• _Activity_
Take the line with "shadow on ground?" and the rest of the lines after it, to the end of the entries, and restate them exactly.

• _Extracted records_

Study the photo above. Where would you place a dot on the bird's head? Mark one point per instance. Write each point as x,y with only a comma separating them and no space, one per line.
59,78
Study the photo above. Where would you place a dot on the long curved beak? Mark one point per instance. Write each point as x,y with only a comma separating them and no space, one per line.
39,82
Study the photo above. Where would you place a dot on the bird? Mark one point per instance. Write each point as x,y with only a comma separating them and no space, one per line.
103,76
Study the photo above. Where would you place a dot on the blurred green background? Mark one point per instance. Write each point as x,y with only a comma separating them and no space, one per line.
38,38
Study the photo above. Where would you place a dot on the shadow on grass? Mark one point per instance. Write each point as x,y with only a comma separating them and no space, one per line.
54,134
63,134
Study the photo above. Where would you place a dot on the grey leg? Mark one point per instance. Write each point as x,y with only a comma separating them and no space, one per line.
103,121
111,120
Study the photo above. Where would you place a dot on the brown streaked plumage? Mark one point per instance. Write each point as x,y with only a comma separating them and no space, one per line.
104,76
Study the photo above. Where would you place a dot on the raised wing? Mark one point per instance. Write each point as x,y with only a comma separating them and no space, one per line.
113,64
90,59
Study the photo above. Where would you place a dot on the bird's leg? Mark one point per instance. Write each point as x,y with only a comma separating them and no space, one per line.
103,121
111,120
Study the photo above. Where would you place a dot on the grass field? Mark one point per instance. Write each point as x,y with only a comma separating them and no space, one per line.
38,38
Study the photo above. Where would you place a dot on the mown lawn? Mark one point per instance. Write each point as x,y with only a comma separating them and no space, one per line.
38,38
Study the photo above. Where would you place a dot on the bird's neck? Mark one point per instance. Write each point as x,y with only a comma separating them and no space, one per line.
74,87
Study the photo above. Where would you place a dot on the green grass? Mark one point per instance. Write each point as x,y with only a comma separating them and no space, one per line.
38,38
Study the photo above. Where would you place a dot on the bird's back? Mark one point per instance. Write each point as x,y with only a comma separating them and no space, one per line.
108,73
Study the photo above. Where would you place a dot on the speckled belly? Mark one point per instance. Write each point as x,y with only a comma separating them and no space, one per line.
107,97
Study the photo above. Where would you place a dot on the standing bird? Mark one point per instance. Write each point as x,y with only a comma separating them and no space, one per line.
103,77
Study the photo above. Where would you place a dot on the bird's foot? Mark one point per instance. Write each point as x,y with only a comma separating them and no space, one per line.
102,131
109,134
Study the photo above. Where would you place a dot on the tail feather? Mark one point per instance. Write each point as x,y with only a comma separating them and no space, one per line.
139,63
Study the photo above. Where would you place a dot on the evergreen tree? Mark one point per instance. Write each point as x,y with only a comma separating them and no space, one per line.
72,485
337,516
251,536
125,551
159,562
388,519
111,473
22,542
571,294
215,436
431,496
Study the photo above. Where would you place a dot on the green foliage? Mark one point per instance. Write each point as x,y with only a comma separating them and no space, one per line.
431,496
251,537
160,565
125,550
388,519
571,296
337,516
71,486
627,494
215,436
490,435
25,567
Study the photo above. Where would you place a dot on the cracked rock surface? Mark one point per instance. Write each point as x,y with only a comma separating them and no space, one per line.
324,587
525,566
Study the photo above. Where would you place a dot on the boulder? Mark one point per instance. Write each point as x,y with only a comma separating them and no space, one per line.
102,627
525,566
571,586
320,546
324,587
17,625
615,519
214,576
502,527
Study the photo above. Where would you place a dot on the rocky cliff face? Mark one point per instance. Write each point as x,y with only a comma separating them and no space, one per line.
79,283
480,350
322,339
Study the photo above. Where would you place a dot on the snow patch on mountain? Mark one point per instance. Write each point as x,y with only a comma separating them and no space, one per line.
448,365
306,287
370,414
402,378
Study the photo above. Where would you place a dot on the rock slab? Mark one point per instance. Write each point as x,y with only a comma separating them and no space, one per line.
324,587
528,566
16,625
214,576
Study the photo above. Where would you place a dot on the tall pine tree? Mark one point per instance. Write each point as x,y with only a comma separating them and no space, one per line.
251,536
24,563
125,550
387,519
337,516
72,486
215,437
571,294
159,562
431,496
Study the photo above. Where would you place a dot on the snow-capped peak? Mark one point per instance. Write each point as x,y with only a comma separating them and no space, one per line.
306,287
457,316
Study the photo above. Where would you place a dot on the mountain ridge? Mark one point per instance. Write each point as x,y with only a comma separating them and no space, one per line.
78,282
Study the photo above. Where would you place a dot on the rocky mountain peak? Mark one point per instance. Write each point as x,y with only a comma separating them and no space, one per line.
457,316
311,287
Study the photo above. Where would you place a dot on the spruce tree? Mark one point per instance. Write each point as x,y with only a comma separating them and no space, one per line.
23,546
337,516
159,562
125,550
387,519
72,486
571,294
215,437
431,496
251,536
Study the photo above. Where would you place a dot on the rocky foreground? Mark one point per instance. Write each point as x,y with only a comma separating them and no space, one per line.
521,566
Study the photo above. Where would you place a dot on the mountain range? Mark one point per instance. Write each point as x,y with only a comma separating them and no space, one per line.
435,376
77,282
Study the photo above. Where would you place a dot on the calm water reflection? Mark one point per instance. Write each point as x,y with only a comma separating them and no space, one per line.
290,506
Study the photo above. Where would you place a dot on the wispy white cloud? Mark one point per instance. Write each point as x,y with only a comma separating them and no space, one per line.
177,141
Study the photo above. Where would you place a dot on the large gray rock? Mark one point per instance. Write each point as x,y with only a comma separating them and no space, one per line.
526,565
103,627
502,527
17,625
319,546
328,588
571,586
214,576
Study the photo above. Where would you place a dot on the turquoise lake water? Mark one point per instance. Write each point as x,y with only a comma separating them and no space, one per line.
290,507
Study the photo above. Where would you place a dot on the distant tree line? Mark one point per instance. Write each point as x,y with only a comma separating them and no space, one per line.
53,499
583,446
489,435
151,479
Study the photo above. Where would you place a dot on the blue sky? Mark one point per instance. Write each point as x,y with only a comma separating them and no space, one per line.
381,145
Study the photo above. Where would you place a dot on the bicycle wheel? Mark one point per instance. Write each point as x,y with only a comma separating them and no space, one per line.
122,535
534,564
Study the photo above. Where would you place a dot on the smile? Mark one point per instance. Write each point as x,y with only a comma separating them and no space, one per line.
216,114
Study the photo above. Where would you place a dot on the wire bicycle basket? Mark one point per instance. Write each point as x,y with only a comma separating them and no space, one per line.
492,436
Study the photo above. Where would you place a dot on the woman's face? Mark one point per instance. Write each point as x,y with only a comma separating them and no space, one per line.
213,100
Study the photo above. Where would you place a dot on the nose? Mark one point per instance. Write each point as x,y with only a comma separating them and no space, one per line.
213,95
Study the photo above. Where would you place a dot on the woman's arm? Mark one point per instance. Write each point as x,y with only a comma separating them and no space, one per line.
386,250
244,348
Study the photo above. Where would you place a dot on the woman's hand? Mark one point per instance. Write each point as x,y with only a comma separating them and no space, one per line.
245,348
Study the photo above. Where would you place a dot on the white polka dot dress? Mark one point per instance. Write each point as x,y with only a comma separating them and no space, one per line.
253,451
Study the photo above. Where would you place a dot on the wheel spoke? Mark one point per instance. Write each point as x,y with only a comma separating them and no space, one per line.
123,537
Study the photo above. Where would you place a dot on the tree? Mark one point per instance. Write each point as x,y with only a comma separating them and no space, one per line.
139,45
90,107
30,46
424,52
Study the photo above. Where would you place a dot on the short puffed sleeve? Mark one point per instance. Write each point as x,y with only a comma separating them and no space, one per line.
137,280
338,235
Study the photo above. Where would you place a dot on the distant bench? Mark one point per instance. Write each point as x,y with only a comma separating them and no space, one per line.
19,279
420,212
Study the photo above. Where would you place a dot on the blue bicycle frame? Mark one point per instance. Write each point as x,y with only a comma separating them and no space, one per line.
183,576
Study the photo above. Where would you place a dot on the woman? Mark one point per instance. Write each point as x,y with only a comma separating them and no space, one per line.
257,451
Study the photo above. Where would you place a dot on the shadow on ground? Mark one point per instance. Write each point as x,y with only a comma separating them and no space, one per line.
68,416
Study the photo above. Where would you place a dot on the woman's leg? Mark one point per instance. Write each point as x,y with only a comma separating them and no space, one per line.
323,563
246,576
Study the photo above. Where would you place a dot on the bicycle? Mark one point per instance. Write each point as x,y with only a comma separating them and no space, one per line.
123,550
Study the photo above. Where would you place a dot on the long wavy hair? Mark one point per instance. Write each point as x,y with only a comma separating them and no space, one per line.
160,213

• _The answer_
Study the photo above. Where would you place a dot on the shadow on ground? Mark one point per instance. Write each point as x,y with only a comma separating them and no space, one per line.
68,416
Study the photo above. Where would you place a dot on the woman's leg? Mark one point per instance. Write each point as x,y with only a comma separating them and no space, one per line.
323,563
246,576
Study the photo above. Where would you place a dot on the bicycle? Mark one point per instance. Write each point as x,y with only a comma separating them and no space, one per line.
123,550
Study the photo above. Where would you place a dot on the long wavy hair? Mark one point per instance. Write each point as x,y with only a comma separating them and no space, one per line.
160,213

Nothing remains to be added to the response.